• Work instructions
Pull out each line of the data below that contains the word "sweater".

>> Start

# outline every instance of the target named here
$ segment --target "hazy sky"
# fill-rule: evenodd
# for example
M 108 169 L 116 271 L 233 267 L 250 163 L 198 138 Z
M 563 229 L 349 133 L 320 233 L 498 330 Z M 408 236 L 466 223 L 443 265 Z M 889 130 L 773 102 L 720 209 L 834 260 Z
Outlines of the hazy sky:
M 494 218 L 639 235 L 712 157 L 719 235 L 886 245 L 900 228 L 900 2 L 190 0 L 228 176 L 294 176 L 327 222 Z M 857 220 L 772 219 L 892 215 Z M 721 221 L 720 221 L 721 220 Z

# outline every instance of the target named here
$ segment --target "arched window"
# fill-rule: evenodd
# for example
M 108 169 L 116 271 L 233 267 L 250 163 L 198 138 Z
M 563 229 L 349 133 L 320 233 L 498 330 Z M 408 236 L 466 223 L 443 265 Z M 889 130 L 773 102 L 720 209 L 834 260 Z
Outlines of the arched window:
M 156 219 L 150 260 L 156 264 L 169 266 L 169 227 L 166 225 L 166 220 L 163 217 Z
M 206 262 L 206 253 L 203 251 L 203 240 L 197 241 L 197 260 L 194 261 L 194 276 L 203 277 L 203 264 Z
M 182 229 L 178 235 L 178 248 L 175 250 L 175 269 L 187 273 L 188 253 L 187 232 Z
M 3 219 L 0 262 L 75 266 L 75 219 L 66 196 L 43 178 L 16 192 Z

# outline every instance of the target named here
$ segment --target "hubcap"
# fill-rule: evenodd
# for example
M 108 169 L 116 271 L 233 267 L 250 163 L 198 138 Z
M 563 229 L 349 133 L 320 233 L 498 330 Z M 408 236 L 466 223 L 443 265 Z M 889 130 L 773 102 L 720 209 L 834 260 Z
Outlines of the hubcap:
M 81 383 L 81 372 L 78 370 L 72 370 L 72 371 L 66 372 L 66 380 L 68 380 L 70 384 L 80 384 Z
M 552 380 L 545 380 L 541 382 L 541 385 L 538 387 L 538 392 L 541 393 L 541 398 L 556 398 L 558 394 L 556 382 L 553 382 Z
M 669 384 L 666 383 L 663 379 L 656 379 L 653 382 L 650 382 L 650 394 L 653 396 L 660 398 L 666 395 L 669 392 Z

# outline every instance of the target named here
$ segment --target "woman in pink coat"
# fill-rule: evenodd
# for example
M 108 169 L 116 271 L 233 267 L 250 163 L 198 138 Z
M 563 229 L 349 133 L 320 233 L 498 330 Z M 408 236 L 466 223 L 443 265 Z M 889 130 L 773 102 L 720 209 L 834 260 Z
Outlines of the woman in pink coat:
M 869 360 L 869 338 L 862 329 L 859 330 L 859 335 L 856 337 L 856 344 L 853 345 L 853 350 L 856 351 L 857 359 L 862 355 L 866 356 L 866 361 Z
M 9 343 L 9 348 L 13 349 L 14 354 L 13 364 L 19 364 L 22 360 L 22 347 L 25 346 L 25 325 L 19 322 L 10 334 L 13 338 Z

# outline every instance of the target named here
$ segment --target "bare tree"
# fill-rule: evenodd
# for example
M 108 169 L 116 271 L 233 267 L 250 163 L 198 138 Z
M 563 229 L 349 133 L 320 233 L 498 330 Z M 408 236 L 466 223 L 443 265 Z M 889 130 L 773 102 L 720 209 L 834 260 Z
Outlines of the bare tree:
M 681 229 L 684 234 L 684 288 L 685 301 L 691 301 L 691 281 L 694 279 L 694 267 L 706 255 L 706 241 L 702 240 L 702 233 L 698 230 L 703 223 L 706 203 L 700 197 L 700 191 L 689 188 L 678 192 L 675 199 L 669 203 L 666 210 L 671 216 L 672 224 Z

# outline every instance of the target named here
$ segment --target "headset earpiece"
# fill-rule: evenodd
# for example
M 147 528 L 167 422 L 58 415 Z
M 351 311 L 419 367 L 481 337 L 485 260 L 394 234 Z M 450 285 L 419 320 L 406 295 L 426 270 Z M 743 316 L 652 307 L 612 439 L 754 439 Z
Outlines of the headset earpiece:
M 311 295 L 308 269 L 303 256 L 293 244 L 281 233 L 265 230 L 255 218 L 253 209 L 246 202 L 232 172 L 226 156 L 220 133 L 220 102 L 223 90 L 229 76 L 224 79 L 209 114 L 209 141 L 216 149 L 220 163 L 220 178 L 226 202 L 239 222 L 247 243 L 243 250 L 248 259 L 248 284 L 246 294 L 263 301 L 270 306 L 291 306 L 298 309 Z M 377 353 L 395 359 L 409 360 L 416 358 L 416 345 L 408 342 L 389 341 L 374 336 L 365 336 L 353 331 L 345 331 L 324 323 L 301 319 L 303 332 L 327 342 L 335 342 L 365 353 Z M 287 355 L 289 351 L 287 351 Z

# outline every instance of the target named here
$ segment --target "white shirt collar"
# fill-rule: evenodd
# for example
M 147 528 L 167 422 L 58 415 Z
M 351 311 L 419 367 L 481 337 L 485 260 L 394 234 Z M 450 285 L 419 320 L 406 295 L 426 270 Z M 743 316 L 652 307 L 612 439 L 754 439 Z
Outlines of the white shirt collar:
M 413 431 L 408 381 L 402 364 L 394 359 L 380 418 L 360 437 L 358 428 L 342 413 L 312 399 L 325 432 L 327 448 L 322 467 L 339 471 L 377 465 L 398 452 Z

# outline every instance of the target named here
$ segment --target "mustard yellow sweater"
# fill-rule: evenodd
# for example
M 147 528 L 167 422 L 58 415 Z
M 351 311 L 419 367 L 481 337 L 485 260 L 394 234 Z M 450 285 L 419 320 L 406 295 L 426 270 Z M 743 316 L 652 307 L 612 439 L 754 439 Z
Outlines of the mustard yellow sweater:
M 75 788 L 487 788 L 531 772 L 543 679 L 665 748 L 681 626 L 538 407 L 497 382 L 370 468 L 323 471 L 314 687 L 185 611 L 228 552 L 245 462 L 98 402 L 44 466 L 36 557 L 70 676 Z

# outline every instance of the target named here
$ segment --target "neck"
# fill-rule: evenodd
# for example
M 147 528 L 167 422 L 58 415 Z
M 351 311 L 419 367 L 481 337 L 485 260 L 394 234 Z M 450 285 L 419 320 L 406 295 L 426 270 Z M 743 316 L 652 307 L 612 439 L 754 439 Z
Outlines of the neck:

>> End

• Response to the task
$ segment --target "mustard yellow sweater"
Outlines of the mustard yellow sweater:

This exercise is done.